SOURCE DOCUMENT: Begin
Peel's reputation as an important DJ who broke unsigned acts into the mainstream was such that young hopefuls sent him an enormous number of records, CDs, and tapes. When he returned home from a three-week holiday at the end of 1986 there were 173 LPs, 91 12"s and 179 7"s waiting for him. In 1983 Alan Melina and Jeff Chegwin, the music publishers for then-unsigned artist Billy Bragg, drove to the Radio 1 studios with a mushroom biryani and a copy of his record after hearing Peel mention that he was hungry; the subsequent airplay launched Billy Bragg's career.[18]

Studio at Peel Acres

In addition to his Radio 1 show, Peel broadcast as a disc jockey on the BBC World Service, on the British Forces Broadcasting Service (John Peel's Music on BFBS) for 30 years, VPRO Radio3 in the Netherlands, YLE Radio Mafia in Finland, Ö3 in Austria (Nachtexpress), and on Radio 4U, Radio Eins (Peel ...), Radio Bremen (Ritz) and some independent radio stations around FSK Hamburg in Germany. As a result of his BFBS programme he was voted, in Germany, "Top DJ in Europe".

Peel was an occasional presenter of Top of the Pops on BBC1 from the late 1960s until the 1990s, and in particular from 1982 to 1987 when he appeared regularly. In 1971 he appeared not as presenter but performer, alongside Rod Stewart and the Faces, pretending to play mandolin on "Maggie May".[19] He often presented the BBC's television coverage of music events, notably the Glastonbury Festival.
SOURCE DOCUMENT: End
AVAILABLE DATA: Begin
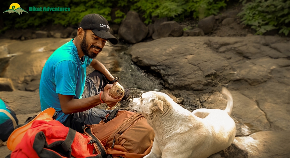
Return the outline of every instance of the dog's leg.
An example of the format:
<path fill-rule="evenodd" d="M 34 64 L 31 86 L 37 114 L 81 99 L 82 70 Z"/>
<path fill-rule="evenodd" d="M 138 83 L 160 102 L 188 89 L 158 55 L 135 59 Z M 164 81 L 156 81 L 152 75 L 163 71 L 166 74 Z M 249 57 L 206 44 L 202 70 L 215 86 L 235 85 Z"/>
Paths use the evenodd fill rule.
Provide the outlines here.
<path fill-rule="evenodd" d="M 149 154 L 145 156 L 143 158 L 161 158 L 161 154 L 162 154 L 159 146 L 157 143 L 155 137 L 154 138 L 153 144 L 152 145 L 152 149 Z"/>
<path fill-rule="evenodd" d="M 189 158 L 192 151 L 191 150 L 178 150 L 178 149 L 172 150 L 172 148 L 164 149 L 162 152 L 162 158 Z"/>

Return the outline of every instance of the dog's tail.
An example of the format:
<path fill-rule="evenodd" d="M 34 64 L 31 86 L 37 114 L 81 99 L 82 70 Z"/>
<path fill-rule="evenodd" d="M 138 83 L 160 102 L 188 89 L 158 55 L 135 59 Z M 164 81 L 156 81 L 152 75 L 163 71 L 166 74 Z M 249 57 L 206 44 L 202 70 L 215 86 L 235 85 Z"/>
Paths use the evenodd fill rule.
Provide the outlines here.
<path fill-rule="evenodd" d="M 232 110 L 233 110 L 233 97 L 232 96 L 232 94 L 225 87 L 222 87 L 222 93 L 226 97 L 226 99 L 228 100 L 228 104 L 226 105 L 226 107 L 224 109 L 224 111 L 228 113 L 229 115 L 230 115 L 232 113 Z"/>

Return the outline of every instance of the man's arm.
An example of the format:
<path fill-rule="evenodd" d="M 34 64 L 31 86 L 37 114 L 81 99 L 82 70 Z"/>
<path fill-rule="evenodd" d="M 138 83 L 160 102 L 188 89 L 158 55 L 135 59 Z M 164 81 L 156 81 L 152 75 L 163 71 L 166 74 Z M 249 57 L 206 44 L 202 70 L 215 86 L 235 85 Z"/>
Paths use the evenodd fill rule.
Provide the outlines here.
<path fill-rule="evenodd" d="M 107 84 L 104 88 L 104 92 L 101 95 L 102 101 L 110 107 L 115 105 L 121 101 L 114 99 L 109 96 L 109 89 L 113 86 Z M 100 94 L 86 98 L 74 99 L 72 95 L 57 94 L 60 102 L 61 110 L 66 114 L 82 112 L 93 108 L 102 103 L 100 99 Z"/>
<path fill-rule="evenodd" d="M 110 73 L 110 72 L 109 72 L 107 68 L 105 67 L 104 65 L 96 59 L 93 59 L 90 65 L 91 65 L 95 70 L 99 71 L 102 74 L 104 74 L 106 78 L 110 81 L 113 80 L 115 79 L 113 76 Z M 113 84 L 122 87 L 122 89 L 124 89 L 123 86 L 121 86 L 117 82 L 113 83 Z"/>

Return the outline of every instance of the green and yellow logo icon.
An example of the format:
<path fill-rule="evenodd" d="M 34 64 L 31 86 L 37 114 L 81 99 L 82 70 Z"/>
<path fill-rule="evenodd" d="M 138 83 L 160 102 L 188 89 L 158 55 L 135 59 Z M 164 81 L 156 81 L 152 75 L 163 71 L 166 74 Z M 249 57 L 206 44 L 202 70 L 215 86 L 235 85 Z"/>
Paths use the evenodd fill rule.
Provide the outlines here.
<path fill-rule="evenodd" d="M 25 10 L 21 8 L 20 7 L 20 5 L 18 4 L 18 3 L 13 3 L 10 5 L 10 6 L 9 7 L 9 9 L 3 12 L 4 13 L 5 12 L 8 12 L 9 14 L 11 13 L 16 13 L 20 15 L 21 13 L 22 14 L 23 12 L 28 13 Z"/>

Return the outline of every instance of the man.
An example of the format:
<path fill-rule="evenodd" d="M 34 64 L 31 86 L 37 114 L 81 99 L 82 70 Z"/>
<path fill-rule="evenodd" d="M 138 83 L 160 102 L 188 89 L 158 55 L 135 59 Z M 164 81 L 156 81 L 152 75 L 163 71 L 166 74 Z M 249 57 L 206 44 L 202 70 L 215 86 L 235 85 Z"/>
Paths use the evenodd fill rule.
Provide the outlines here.
<path fill-rule="evenodd" d="M 79 132 L 83 132 L 81 126 L 85 125 L 99 123 L 100 117 L 111 111 L 93 108 L 102 103 L 112 107 L 121 99 L 126 103 L 136 97 L 128 89 L 124 89 L 122 99 L 109 96 L 113 85 L 123 87 L 95 58 L 107 40 L 113 44 L 118 42 L 109 28 L 102 16 L 85 16 L 77 36 L 56 50 L 42 70 L 39 87 L 41 110 L 54 108 L 57 112 L 57 120 Z M 89 65 L 96 70 L 86 76 Z"/>

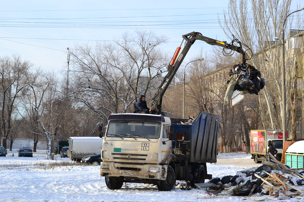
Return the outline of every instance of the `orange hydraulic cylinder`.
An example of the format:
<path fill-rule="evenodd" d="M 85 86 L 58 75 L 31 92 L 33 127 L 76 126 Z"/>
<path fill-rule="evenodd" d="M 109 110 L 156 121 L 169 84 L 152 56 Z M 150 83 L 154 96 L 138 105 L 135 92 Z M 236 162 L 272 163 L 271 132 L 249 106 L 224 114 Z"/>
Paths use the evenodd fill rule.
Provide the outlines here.
<path fill-rule="evenodd" d="M 173 58 L 172 59 L 172 61 L 171 61 L 171 63 L 170 63 L 170 65 L 172 66 L 174 64 L 174 62 L 175 61 L 175 60 L 176 59 L 176 58 L 177 58 L 177 55 L 178 55 L 178 53 L 179 52 L 181 48 L 181 47 L 179 46 L 177 47 L 177 48 L 176 49 L 176 51 L 175 51 L 175 54 L 174 54 L 174 56 L 173 56 Z"/>

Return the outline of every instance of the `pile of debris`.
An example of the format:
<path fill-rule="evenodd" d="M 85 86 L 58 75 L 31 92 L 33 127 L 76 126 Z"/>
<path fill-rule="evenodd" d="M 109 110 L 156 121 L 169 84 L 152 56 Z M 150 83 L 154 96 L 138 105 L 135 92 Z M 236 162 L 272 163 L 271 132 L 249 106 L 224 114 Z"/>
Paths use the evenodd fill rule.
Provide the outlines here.
<path fill-rule="evenodd" d="M 183 125 L 191 125 L 194 121 L 194 118 L 189 116 L 189 118 L 190 119 L 185 122 L 181 121 L 181 124 Z"/>
<path fill-rule="evenodd" d="M 257 95 L 265 85 L 265 80 L 261 77 L 260 71 L 247 63 L 235 65 L 229 71 L 229 76 L 225 102 L 229 101 L 235 91 L 240 91 L 242 94 L 249 93 Z"/>
<path fill-rule="evenodd" d="M 289 168 L 271 154 L 269 156 L 276 164 L 263 161 L 263 165 L 241 171 L 234 176 L 214 178 L 208 185 L 195 185 L 208 193 L 217 192 L 217 195 L 250 197 L 255 194 L 254 198 L 250 199 L 252 200 L 293 197 L 304 200 L 304 170 L 300 171 L 304 168 Z"/>

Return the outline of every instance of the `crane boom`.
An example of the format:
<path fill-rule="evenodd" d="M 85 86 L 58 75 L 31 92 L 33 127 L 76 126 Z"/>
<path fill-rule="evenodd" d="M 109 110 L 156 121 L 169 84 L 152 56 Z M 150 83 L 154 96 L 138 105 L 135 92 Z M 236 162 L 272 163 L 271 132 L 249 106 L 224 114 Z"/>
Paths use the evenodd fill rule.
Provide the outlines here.
<path fill-rule="evenodd" d="M 178 47 L 174 55 L 170 64 L 168 66 L 168 73 L 165 76 L 163 81 L 158 87 L 154 96 L 152 98 L 152 109 L 154 110 L 154 113 L 155 114 L 161 114 L 161 104 L 163 100 L 163 96 L 169 84 L 171 83 L 173 77 L 175 75 L 178 68 L 181 63 L 185 58 L 190 48 L 196 40 L 200 40 L 205 41 L 207 43 L 212 45 L 218 45 L 222 47 L 225 49 L 228 49 L 236 51 L 241 54 L 242 55 L 242 63 L 244 64 L 246 61 L 248 59 L 247 55 L 242 48 L 241 43 L 238 40 L 237 41 L 240 45 L 240 46 L 234 45 L 233 44 L 227 44 L 226 41 L 221 41 L 210 38 L 209 38 L 202 35 L 198 32 L 193 32 L 183 35 L 183 41 L 181 44 L 181 46 L 182 43 L 184 40 L 186 40 L 186 44 L 182 50 L 179 54 L 178 54 L 180 47 Z M 177 60 L 175 59 L 177 58 Z"/>

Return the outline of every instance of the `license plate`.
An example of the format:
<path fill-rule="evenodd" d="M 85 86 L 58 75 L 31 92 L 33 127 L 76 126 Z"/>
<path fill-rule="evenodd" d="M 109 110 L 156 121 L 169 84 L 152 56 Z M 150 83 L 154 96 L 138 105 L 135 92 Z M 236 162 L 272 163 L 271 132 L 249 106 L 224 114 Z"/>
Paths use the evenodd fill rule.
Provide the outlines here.
<path fill-rule="evenodd" d="M 135 175 L 135 173 L 133 172 L 124 172 L 122 171 L 121 174 L 124 175 Z"/>

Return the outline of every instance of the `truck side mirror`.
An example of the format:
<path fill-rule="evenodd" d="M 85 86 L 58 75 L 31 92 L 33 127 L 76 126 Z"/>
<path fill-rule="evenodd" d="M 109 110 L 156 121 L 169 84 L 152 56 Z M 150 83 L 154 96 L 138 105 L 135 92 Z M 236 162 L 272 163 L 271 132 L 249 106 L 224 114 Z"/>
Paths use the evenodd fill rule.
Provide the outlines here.
<path fill-rule="evenodd" d="M 271 143 L 271 141 L 269 140 L 268 141 L 268 147 L 270 147 L 270 144 Z"/>
<path fill-rule="evenodd" d="M 99 137 L 102 138 L 103 137 L 103 132 L 102 131 L 102 123 L 98 123 L 98 131 L 99 131 Z"/>
<path fill-rule="evenodd" d="M 174 139 L 174 127 L 171 126 L 170 126 L 170 136 L 169 137 L 169 140 L 173 140 Z"/>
AVAILABLE DATA: End
### WHAT YOU NEED TO DO:
1. In the passage about John Peel's broadcasting career, for how many years did Peel broadcast on the British Forces Broadcasting Service?
2. Carry on the passage about John Peel's broadcasting career, starting after its final sentence.

### RESULTS FOR THE EXERCISE:
1. He broadcast on the British Forces Broadcasting Service for 30 years.

2.
Later years

Between 1995 and 1997, Peel presented Offspring, a show about children, on BBC Radio 4. In 1998, Offspring grew into the magazine-style documentary show Home Truths. When he took on the job presenting the programme, which was about everyday life in British families, Peel requested that it be free from celebrities, as he found real-life stories more entertaining. Home Truths was described by occasional stand-in presenter John Walters as being "about people who had fridges called Renfrewshire". Peel also made regular contributions to BBC Two's humorous look at the irritations of modern life Grumpy Old Men. His only appearances in an acting role in film or television were in Harry Enfield's Smashie and Nicey: The End of an Era as John Past Bedtime, and in 1999 as a "grumpy old man who catalogues records" in the film Five Seconds to Spare. However, he had provided narration for others.[20]

He appeared as a celebrity guest on a number of TV shows, including This Is Your Life (1996, BBC),[21] Travels With My Camera (1996, Channel 4 TV) and Going Home (2002, ITV TV), and presented the 1997 Channel 4 series Classic Trains.[22] He was also in demand as a voice-over artist for television documentaries, such as BBC One's A Life of Grime.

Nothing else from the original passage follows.